→ **Seite**:
Crowdsourcing und Cloudworking: Schöne neue Arbeitswelt

Wie die Technologien des Web 2.0 unser Arbeitsleben grundlegend umkrempeln werden

Der folgende Beitrag ist vor 2021 erschienen. Unsere Redaktion hat seither ein neues Leitbild und redaktionelle Standards. Weitere Informationen finden Sie hier.

Der Menschheit ergeht es unterm Kapital wie dem berühmten Zauberlehrling, der die Geister nicht mehr kontrollieren konnte, die er herbeirief. Sind sie erst einmal im Prozess der Kapitalverwertung voll inkorporiert, scheinen sich seine größten Errungenschaften und Erfindungen gegen den Menschen zu wenden, zu einer feindlichen und unüberwindlichen Macht anzuwachsen, die durch marktvermittelte objektive "Sachzwänge" allen Lohnabhängigen das Leben zur Hölle machen.

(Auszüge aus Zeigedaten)
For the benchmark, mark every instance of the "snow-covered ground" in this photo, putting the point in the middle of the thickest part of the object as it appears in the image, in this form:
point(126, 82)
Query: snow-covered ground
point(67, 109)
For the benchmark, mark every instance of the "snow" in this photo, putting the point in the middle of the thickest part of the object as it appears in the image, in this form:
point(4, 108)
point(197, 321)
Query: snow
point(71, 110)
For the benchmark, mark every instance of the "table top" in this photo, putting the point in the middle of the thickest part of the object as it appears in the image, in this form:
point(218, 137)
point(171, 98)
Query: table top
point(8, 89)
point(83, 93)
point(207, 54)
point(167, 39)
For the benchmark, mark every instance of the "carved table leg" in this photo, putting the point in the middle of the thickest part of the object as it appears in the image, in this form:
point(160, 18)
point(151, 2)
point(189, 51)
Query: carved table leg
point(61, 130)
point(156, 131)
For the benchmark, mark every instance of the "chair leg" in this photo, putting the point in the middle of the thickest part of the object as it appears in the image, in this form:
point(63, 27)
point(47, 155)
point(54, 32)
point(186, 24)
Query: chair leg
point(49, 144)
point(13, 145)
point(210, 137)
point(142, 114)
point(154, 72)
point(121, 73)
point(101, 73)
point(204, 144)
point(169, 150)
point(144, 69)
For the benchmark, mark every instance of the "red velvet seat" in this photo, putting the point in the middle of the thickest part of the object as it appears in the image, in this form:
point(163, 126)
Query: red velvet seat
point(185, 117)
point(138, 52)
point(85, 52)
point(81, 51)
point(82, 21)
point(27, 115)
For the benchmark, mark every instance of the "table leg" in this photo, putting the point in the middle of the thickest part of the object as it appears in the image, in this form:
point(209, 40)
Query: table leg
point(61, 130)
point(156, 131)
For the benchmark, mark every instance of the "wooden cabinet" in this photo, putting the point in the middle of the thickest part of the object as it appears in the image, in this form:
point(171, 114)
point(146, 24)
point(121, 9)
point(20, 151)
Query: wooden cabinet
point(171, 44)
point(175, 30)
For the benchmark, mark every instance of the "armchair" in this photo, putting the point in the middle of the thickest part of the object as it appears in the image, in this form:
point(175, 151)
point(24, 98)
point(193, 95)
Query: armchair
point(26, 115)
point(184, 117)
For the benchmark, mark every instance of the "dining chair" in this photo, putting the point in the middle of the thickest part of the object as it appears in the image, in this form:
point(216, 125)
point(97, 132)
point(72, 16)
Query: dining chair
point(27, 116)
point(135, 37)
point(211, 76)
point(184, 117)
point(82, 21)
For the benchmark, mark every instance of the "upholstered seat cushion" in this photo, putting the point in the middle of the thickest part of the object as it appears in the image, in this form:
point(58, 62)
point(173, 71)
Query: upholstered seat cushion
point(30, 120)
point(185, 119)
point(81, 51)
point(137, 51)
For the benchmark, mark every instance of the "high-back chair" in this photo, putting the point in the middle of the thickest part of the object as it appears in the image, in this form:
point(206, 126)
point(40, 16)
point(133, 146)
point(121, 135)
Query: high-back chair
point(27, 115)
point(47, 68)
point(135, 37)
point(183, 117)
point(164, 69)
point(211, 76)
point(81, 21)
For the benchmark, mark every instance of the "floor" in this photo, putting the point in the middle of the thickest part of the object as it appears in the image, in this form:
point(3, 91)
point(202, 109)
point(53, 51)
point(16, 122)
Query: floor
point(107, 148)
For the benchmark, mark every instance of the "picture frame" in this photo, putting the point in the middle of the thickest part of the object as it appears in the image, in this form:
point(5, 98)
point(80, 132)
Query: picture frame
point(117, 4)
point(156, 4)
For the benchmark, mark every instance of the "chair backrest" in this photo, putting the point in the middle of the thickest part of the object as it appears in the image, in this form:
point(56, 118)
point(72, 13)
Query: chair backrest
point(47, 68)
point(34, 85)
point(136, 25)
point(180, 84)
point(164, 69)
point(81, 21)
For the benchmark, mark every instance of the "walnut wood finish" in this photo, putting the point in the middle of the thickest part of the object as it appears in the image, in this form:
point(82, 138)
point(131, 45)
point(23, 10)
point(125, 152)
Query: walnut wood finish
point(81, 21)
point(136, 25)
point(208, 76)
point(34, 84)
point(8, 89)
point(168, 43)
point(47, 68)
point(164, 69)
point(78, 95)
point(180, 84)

→ **Arbeitsauftrag 1**:
Beantworten Sie anhand des Beitrags über Crowdsourcing und Cloudworking die folgenden Fragen:
(a) Vor welchem Jahr ist der Beitrag erschienen?
(b) Die Technologien welchen Webs werden laut Untertitel das Arbeitsleben grundlegend umkrempeln?
(c) Mit welcher berühmten Figur wird das Ergehen der Menschheit unterm Kapital verglichen?
→ **Arbeitsauftrag 2**: Benennen Sie im Beitrag über Crowdsourcing und Cloudworking "Zauberlehrling" in "Zauberschüler" um, und geben Sie dazu den Abschnitt wieder, der mit "Crowdsourcing und Cloudworking: Schöne" beginnt und bis einschließlich "zur Hölle machen." reicht.

→ **Endergebnis 1**:
(a) Vor 2021.
(b) Die des Web 2.0.
(c) Mit dem berühmten Zauberlehrling.

→ **Endergebnis 2**:
Crowdsourcing und Cloudworking: Schöne neue Arbeitswelt

Wie die Technologien des Web 2.0 unser Arbeitsleben grundlegend umkrempeln werden

Der folgende Beitrag ist vor 2021 erschienen. Unsere Redaktion hat seither ein neues Leitbild und redaktionelle Standards. Weitere Informationen finden Sie hier.

Der Menschheit ergeht es unterm Kapital wie dem berühmten Zauberschüler, der die Geister nicht mehr kontrollieren konnte, die er herbeirief. Sind sie erst einmal im Prozess der Kapitalverwertung voll inkorporiert, scheinen sich seine größten Errungenschaften und Erfindungen gegen den Menschen zu wenden, zu einer feindlichen und unüberwindlichen Macht anzuwachsen, die durch marktvermittelte objektive "Sachzwänge" allen Lohnabhängigen das Leben zur Hölle machen.